* **WHAT YOU WILL DO**
Your task is to output the entries below word for word.

* **Referring expression pointing data**
- Opening Delimiter -
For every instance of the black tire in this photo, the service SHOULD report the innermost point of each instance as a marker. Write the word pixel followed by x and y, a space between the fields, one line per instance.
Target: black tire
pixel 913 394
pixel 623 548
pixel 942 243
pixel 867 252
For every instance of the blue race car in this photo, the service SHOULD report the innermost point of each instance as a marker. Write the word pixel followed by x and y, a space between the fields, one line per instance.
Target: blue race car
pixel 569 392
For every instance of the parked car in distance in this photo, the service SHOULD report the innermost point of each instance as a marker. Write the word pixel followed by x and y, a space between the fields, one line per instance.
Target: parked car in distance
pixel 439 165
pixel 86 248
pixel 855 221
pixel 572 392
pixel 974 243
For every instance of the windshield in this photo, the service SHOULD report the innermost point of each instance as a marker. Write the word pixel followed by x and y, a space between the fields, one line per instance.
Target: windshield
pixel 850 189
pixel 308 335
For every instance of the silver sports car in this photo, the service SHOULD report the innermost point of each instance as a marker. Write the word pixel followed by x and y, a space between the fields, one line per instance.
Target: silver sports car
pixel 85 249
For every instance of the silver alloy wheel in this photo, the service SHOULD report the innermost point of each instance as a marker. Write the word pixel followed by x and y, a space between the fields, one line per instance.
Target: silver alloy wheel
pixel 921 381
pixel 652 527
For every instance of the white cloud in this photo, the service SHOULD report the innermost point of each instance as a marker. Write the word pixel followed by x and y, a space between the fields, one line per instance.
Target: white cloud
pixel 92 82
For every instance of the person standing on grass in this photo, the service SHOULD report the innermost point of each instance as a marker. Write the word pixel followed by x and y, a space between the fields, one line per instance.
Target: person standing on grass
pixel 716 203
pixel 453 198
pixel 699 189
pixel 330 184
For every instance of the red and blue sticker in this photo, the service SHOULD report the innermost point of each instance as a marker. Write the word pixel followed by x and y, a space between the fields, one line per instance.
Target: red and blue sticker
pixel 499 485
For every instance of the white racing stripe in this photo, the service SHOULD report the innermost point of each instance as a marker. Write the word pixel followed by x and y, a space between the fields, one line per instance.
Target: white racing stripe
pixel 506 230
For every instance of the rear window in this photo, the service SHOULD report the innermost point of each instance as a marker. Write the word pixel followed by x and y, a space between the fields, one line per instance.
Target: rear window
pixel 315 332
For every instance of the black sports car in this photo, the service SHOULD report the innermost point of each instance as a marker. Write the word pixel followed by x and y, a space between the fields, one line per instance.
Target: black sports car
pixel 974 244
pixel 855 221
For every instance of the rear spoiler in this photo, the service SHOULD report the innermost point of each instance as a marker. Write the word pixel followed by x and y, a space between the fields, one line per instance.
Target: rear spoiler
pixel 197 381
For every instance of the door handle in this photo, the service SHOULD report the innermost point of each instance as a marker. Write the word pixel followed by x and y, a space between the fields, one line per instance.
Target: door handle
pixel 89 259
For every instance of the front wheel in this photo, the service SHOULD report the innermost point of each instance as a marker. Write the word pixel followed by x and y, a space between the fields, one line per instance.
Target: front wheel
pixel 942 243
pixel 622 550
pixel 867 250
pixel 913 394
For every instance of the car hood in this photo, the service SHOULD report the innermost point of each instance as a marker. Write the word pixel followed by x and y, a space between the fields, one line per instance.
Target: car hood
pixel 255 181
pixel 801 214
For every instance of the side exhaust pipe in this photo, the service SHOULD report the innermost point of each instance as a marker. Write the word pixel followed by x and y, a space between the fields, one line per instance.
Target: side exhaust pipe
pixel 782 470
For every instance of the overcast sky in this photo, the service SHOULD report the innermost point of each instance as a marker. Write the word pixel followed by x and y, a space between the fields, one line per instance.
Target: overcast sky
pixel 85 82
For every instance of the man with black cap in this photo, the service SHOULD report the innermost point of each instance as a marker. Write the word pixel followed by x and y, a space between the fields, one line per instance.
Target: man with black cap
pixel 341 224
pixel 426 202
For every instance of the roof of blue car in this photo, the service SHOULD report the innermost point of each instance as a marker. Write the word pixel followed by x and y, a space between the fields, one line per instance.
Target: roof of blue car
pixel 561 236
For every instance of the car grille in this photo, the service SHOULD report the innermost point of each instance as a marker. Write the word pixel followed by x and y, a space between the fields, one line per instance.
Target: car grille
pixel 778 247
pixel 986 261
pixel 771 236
- Closing Delimiter -
* **THE ANSWER**
For every instance of the black tire in this photo, the service SHOULD report the innermost point of each instance as a marker. Write the word pixel followed by x and y, a space between the fields, one line per instance.
Target: black tire
pixel 913 394
pixel 623 548
pixel 942 243
pixel 867 252
For every instance of the blue race car in this photo, the service SHOULD report the innermost point of each instance as a marker. Write the word pixel followed by x and y, a space between the fields, one line per instance.
Target: blue race car
pixel 569 392
For every instance of the parked car in distance in this photo, the service SHOULD report the innermost point of each instance as a marker. Write the word pixel followed by x and y, a space between the fields, one line per instance.
Target: parked car in distance
pixel 439 165
pixel 86 248
pixel 855 221
pixel 572 392
pixel 974 243
For every instance of the windshield in this photo, the service SHOULD report the innermost point of each instance as a marker. Write the word pixel followed by x and y, a space between the fields, one line per instance.
Target: windshield
pixel 850 189
pixel 308 335
For every instance of the silver sports car in this photo, the service SHOULD report the innermost point of each instance as a marker. Write the word pixel followed by x and y, a space between the fields, one line per instance.
Target: silver sports car
pixel 85 249
For every instance of the silver alloy wheel in this photo, the service SHOULD report the innermost point of each instance as a marker. Write the word pixel followed by x and y, a space between the fields, one line per instance.
Target: silver alloy wheel
pixel 921 381
pixel 652 527
For every instance of the white cloud in this photo, the service SHOULD report the innermost point of each instance as a marker. Write the word pixel followed by x and y, a space between the fields, one line per instance.
Target: white cloud
pixel 92 82
For every instance of the person standing on grass in this photo, the service SHOULD report the innermost point of each instance as a marker. Write the word pixel followed by x and y, a space between the fields, one line per instance.
Target: person standing on grass
pixel 716 203
pixel 453 198
pixel 699 189
pixel 330 184
For every instance of the red and blue sticker in this photo, the service SHOULD report the innermost point of each instance as a marker. Write the word pixel followed by x and y, a space between the fields, one line per instance.
Target: red and blue sticker
pixel 499 485
For every instance of the white racing stripe in this photo, the service SHOULD report the innermost point of each instance as a marker. Write the word pixel followed by x and y, a space between the fields, one line per instance.
Target: white racing stripe
pixel 506 230
For every instance of the rear window in this photo, the service SHOULD report the innermost point of each instance as a marker. Write the word pixel followed by x and y, a space between the fields, one line per instance.
Target: rear window
pixel 315 332
For every instance of the black sports car in this photo, the service SHOULD report the innermost point of each instance as a marker. Write the word pixel followed by x and y, a space between the fields, one line per instance.
Target: black sports car
pixel 974 244
pixel 855 221
For every instance of the rear spoiler in this photo, the service SHOULD report the innermost point of each instance as a marker. Write the word pixel followed by x and y, a space between the fields, one line per instance.
Target: rear spoiler
pixel 197 381
For every instance of the door handle in this photo, the service SHOULD report the innermost point of each instance as a marker. Write the word pixel followed by x and y, a space between the fields, one line per instance.
Target: door handle
pixel 89 259
For every instance of the front wheel in this photo, the service SHOULD report the innermost point of each instance as a marker. Write the word pixel followed by x and y, a space between the fields, one line per instance.
Target: front wheel
pixel 942 243
pixel 622 550
pixel 867 250
pixel 913 394
For every instance of the car hood in this photo, the service SHOULD report the innermost point of each instance as a marker. Write the word pixel followed by x and y, a space between the fields, one line per instance.
Target: car hood
pixel 255 181
pixel 801 214
For every instance of the side exhaust pipe in this photo, the service SHOULD report the innermost point of each instance as a marker. Write the word pixel followed by x and y, a space between the fields, one line per instance.
Target: side exhaust pipe
pixel 782 470
For every instance of the overcast sky in this photo, the service SHOULD report the innermost point of each instance as a marker. Write the word pixel followed by x and y, a space between the fields, one line per instance.
Target: overcast sky
pixel 85 82
For every instance of the man with black cap in this photo, the service SHOULD report the innermost point of each instance as a marker. Write the word pixel followed by x and y, a space between the fields, one line per instance.
Target: man with black cap
pixel 341 224
pixel 426 202
For every instance of the roof of blue car in this photo, the service SHOULD report the innermost point of each instance as a marker. Write the word pixel followed by x and y, a space between the fields, one line per instance.
Target: roof of blue car
pixel 561 236
For every instance of the car grille in this photo, the service SHOULD report the innermost point of each instance as a marker. Write the word pixel followed by x and y, a space between the fields, one line per instance.
Target: car grille
pixel 778 247
pixel 986 261
pixel 771 236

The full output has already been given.